Write out the whole of the material exactly.

---------- Provided data

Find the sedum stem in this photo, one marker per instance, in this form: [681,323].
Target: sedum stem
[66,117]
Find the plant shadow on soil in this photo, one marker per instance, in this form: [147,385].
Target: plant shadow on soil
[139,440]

--------------------

**Solution:**
Find the sedum stem in this photo, one marker per instance, in this form: [681,323].
Target: sedum stem
[66,117]
Find the plant shadow on soil in this photo, one marker per instance, in this form: [147,385].
Target: plant shadow on soil
[139,440]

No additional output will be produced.